## Stored entries:
═══
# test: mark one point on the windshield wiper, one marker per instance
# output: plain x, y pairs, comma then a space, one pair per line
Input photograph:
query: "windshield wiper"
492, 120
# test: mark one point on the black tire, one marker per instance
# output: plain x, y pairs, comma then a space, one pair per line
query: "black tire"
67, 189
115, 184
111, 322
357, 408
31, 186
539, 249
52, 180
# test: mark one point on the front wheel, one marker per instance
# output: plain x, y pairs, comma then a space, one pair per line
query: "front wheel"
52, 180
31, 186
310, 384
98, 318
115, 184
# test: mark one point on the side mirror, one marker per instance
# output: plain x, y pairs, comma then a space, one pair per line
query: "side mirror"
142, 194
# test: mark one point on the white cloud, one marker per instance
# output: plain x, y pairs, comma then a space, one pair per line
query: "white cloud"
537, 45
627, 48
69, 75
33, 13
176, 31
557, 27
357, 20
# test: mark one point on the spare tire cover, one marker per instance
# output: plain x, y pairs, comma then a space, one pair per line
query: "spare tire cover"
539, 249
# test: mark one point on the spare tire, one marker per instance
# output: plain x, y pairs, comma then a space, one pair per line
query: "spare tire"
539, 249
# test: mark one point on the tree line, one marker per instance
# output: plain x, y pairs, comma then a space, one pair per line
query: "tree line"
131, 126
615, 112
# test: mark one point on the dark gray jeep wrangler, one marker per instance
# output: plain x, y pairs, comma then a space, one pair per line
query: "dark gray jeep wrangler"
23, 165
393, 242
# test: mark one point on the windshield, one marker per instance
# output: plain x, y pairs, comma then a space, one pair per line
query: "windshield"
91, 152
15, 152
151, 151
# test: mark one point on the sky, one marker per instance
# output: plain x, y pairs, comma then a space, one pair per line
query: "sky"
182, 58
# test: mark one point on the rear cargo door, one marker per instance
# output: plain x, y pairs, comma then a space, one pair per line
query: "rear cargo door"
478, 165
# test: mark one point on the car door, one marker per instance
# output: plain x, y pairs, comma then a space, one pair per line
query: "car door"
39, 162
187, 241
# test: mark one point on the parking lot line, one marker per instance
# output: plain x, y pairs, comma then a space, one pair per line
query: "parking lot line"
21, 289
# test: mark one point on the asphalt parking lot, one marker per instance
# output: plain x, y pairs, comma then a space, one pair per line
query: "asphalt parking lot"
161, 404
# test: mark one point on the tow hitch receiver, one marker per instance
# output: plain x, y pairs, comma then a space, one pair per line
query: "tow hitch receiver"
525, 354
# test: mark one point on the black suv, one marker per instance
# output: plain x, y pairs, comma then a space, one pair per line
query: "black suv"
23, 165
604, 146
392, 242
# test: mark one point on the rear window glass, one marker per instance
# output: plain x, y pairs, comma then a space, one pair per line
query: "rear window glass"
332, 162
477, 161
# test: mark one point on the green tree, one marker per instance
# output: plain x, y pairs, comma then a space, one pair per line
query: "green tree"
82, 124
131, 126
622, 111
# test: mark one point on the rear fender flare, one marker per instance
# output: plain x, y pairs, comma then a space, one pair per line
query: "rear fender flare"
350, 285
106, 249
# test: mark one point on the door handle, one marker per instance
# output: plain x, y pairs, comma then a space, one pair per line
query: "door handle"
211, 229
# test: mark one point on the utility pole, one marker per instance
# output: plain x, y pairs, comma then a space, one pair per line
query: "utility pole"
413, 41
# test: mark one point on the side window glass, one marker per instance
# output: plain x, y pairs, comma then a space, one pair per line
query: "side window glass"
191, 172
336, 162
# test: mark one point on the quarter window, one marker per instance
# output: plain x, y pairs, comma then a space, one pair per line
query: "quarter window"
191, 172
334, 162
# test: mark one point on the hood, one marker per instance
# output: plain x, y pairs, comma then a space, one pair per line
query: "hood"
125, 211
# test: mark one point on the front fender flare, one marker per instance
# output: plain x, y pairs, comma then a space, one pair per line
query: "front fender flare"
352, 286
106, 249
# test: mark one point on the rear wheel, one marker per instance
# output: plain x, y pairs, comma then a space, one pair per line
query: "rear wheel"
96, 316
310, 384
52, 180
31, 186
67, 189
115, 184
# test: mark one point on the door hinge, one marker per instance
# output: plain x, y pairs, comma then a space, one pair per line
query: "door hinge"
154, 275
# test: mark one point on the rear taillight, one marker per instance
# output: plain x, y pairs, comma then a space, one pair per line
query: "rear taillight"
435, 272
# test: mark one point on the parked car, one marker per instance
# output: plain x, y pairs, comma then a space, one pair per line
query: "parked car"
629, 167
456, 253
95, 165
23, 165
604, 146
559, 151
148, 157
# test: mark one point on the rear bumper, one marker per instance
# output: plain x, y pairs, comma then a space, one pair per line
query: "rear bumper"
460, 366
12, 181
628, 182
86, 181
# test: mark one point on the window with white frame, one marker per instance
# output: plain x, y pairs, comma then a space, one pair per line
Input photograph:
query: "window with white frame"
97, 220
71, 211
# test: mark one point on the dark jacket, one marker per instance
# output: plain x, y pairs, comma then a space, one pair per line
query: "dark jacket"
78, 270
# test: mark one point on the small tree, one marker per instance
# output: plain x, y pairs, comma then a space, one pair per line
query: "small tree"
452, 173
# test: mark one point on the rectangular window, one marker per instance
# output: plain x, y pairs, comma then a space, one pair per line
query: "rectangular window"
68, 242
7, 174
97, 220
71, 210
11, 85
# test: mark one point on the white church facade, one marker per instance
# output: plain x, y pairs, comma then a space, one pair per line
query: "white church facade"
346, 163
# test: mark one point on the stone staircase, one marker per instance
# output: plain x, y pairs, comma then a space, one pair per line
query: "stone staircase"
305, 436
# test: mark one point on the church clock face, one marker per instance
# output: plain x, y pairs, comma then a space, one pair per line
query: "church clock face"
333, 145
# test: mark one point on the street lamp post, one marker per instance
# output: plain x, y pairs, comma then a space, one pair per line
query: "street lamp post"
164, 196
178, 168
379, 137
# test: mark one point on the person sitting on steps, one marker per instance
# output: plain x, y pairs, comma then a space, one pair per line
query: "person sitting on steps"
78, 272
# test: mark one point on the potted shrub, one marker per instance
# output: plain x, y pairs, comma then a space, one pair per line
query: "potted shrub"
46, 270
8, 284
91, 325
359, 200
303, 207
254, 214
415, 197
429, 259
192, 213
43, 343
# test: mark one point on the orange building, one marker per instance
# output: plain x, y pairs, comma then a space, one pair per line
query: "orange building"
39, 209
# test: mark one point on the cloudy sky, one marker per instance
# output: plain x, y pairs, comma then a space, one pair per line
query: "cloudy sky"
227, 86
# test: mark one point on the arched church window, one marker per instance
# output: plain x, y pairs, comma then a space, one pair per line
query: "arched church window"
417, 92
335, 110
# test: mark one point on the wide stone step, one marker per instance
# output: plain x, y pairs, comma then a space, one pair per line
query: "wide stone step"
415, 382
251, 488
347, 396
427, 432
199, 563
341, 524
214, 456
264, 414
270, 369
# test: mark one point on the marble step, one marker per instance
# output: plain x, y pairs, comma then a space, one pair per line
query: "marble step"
═══
## WHAT NEEDS TO BE DONE:
Each line from the one containing "# test: mark one point on the potted" to the end of the listing above should be copied exactly, and nothing else.

## FULL ANSWER:
# test: mark one point on the potted shrub, one marker per instance
# output: plain x, y pairs, comma then a space, one pair per line
query: "potted shrub"
46, 270
8, 284
91, 325
359, 200
303, 207
254, 214
415, 197
429, 259
192, 213
43, 343
# test: mark one point on the orange building, one marker per instance
# output: plain x, y pairs, comma then a space, one pair per line
query: "orange building"
39, 209
# test: mark one point on the cloudy sky, one marker per instance
# output: plain x, y pairs, comma then a space, one pair per line
query: "cloudy sky"
227, 86
# test: mark one point on the arched church window, one marker per instance
# output: plain x, y pairs, comma then a space, one pair per line
query: "arched church window"
417, 92
335, 110
# test: mark one point on the wide stone step, one marker per instance
# output: plain x, y pairs, comma then a space, one pair per line
query: "wide stone step"
415, 382
251, 488
347, 396
427, 432
199, 563
341, 524
214, 456
264, 414
270, 369
# test: mark one point on the marble step, one marker per instance
# output: plain x, y pairs, comma then a space, one pair per line
query: "marble step"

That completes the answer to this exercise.